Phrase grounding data
· · · ·
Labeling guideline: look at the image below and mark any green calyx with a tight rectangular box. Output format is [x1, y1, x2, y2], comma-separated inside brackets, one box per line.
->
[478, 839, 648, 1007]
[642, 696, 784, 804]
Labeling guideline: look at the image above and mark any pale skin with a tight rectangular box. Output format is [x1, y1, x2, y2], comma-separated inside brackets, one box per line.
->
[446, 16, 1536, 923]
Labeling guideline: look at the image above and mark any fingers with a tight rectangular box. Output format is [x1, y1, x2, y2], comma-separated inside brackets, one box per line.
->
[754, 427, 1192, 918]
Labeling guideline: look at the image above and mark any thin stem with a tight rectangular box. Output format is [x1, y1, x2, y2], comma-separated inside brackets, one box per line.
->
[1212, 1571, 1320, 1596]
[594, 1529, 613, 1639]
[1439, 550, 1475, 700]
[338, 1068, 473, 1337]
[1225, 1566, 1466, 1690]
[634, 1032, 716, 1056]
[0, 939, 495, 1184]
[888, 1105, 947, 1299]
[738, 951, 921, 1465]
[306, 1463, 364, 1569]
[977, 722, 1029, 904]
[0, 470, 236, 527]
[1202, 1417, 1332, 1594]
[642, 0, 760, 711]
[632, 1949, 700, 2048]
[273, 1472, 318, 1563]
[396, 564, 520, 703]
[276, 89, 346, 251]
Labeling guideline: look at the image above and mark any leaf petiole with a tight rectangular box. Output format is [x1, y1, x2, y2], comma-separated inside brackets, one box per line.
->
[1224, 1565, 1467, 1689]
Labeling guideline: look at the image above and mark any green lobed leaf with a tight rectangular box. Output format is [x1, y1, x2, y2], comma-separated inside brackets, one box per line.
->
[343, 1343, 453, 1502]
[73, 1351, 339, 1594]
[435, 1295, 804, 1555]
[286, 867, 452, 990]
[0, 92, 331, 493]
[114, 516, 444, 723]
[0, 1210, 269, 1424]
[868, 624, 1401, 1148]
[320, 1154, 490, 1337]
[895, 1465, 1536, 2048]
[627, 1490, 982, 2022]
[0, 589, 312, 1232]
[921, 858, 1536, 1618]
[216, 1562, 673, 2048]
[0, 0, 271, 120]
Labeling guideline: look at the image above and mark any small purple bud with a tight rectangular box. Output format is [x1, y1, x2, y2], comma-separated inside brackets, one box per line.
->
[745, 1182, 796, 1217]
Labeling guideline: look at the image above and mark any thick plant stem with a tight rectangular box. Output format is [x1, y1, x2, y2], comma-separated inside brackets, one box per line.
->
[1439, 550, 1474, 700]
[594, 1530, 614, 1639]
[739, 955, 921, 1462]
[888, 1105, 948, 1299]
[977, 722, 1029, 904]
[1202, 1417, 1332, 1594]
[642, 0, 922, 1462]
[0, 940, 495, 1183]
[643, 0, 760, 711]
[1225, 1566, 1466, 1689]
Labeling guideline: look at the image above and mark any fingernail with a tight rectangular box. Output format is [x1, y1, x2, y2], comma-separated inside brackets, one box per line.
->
· · · ·
From the first line to the last, retype the records exactly.

● Answer to the exercise:
Labeling guideline: look at the image below and mark any green calyx with a tight rectangular box. Output format is [x1, y1, x2, y2], comma-separated inside brackets, one box per line.
->
[478, 839, 648, 1007]
[642, 696, 784, 804]
Labeling guideline: look at the image above and mark any pale skin with a tight rectangular box. Output format is [x1, y1, x2, y2], comma-separated inside brackets, one box per line.
->
[446, 16, 1536, 923]
Labeling guideline: look at the image above and mark any fingers with a tight rectangular box. Output format is [x1, y1, x2, y2], comma-separated inside brackets, one box per line.
->
[754, 427, 1192, 918]
Labeling guideline: look at the image above and mark any thin stem with a tight rectangular box. Output format is [x1, y1, x2, y2], comma-separated inside brackets, one box per line.
->
[1212, 1571, 1320, 1596]
[594, 1529, 613, 1639]
[1439, 550, 1475, 700]
[338, 1068, 473, 1337]
[1225, 1566, 1466, 1690]
[634, 1032, 716, 1056]
[0, 939, 495, 1184]
[888, 1105, 947, 1299]
[738, 951, 921, 1465]
[306, 1463, 364, 1569]
[977, 722, 1029, 904]
[0, 470, 236, 527]
[1202, 1417, 1332, 1594]
[642, 0, 760, 711]
[632, 1949, 700, 2048]
[273, 1472, 318, 1563]
[396, 564, 520, 703]
[276, 89, 346, 251]
Labeling guideline: look at the image above and mark any leaf petiole with a tight rectangular box. Output format is [x1, y1, x2, y2], comma-separated inside brackets, one box per line.
->
[1224, 1565, 1467, 1689]
Labeling guideline: look at the image above and mark any green lobed leaf with a tight rectangular box. Output format is [x1, y1, x2, y2], comma-separated inside brackets, one box per line.
->
[343, 1343, 453, 1502]
[73, 1351, 339, 1594]
[435, 1295, 804, 1555]
[286, 867, 452, 990]
[0, 92, 331, 493]
[114, 516, 444, 723]
[0, 1210, 269, 1424]
[868, 624, 1401, 1148]
[320, 1154, 490, 1337]
[895, 1465, 1536, 2048]
[627, 1490, 982, 2022]
[0, 589, 312, 1232]
[921, 858, 1536, 1618]
[216, 1562, 673, 2048]
[0, 0, 271, 120]
Labeling guideline: look at the image above and mark any small purple bud with a tight rectangular box. Output format is [x1, y1, x2, y2], comma-separated inside brackets, one box per line.
->
[745, 1182, 796, 1217]
Labeling guideline: look at the image above and mark any thick plant stem with a tight rectangular box. Output format is [x1, y1, x2, y2], comma-separated inside brackets, one box per line.
->
[1439, 550, 1474, 700]
[594, 1530, 614, 1639]
[739, 955, 921, 1462]
[888, 1105, 948, 1299]
[977, 722, 1029, 904]
[1202, 1417, 1332, 1594]
[642, 0, 922, 1462]
[0, 940, 495, 1183]
[643, 0, 760, 711]
[1225, 1566, 1466, 1689]
Labeling guideline: look at the image above and mark any fingernail with a tight rectangular box. Output format is [x1, y1, x2, y2], comma-separated inside brackets, one box per line.
->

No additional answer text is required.